- Work to be completed -
Write the data out again, exactly as given.

- Data excerpts -
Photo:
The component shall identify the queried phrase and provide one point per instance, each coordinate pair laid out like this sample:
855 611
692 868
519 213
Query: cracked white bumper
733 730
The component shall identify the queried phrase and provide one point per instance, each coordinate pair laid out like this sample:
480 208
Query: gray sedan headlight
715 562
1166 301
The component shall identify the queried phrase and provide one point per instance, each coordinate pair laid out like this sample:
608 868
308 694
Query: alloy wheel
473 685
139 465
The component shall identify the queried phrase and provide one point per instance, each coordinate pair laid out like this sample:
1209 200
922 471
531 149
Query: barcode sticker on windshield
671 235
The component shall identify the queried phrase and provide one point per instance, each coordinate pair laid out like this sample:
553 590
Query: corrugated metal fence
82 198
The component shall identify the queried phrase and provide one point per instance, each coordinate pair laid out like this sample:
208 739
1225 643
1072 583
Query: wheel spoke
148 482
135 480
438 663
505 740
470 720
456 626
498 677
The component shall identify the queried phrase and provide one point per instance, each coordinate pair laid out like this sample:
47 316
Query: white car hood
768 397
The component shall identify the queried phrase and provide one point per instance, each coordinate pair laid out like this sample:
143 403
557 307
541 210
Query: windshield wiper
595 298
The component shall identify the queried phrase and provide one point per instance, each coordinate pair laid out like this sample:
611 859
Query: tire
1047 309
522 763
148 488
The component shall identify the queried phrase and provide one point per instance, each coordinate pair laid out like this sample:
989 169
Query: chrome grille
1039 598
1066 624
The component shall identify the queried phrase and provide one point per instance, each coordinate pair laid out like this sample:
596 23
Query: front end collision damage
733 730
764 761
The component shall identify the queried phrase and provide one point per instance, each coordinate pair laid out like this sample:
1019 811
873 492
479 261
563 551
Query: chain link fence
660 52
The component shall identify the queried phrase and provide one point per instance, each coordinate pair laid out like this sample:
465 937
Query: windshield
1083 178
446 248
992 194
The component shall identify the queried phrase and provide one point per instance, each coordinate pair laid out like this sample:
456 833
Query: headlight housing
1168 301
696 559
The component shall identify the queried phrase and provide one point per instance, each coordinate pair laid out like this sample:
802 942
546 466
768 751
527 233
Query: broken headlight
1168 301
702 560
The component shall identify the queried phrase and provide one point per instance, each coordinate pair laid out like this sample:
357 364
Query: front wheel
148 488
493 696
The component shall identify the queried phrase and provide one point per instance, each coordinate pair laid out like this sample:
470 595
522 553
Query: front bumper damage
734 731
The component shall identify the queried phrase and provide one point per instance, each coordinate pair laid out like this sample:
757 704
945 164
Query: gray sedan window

- Expected answer -
Photo:
The component shall identify the queried phrase and provide one point per instance, each coordinate pair laid out like this sample:
855 611
692 868
519 213
Query: cracked white bumper
733 730
The component shall identify the queried phrase and provide one point per instance, each coordinate pair laid out like this sample:
480 208
Query: gray sedan headlight
715 562
1166 301
The component shall identify the queried phrase and provide one point per instance, each coordinate pair laid out like this sample:
608 868
308 694
Query: alloy wheel
473 685
139 465
The component shall identify the queried phrase and provide one point per instance, each coordinate pair laid out like this sample:
1209 200
922 471
531 149
Query: barcode sticker on windshield
671 235
The component shall identify the queried phrase and provide one point per instance, each coordinate pair laid out like this sample:
553 590
Query: corrugated metal fence
82 198
The component shall identify the queried phrase and provide one point per instance, each coordinate pair laid out like this sample:
208 739
1225 643
1072 583
Query: wheel spoke
148 482
135 480
438 663
505 740
470 720
456 626
498 677
The component shall identify the queried phrase and provide one point per instance, each coordinate pair laid out like this sample:
47 316
Query: white car hood
768 397
The component shall identify the queried phrase and provide one point per instance, each coordinate pair laid out like this sample:
143 403
557 307
541 210
Query: windshield wiper
595 298
The component shall identify the queried phrase and provide one point per instance, each coordinate pair laid out like this sample:
611 859
Query: tire
1047 309
522 763
148 488
The component shall identify the queried phrase and provide one point per instance, each coordinate pair laid out like this sample:
989 169
Query: chrome grille
1039 598
1066 624
The component shall identify the queried phrase and provide one point per instance, each coordinate pair laid out like this sample:
596 23
Query: front end collision damage
733 730
764 761
The component shall identify the queried phrase and provide one point per instance, each coordinate pair laid out like this sample:
1019 811
873 492
479 261
563 551
Query: chain link fence
660 52
The component shall identify the queried phrase and provide one point per instance, each coordinate pair laid out like this sample:
465 937
Query: windshield
1083 178
446 248
992 194
The component shall identify the queried phrase and provide one point per instance, each coordinate pair laid out like this sample:
456 833
Query: headlight housing
1168 301
696 559
The component shall identify the queried phrase and provide one point per instance, each coordinate pair laid out like this sample:
802 942
546 466
768 751
527 233
Query: broken headlight
1168 301
702 560
The component shall identify the queried phrase and provide one point per instance, each coordinate pair laid out like this sample:
357 364
Query: front wheel
148 488
493 696
The component shall identify the queried phrase and provide one point per instance, each coordinate pair laid out like this sample:
470 595
522 553
Query: front bumper damage
734 731
The component shall identify the queried phrase and provide one point per instance, each coordinate pair laid out like this sample:
757 704
945 164
Query: gray sedan window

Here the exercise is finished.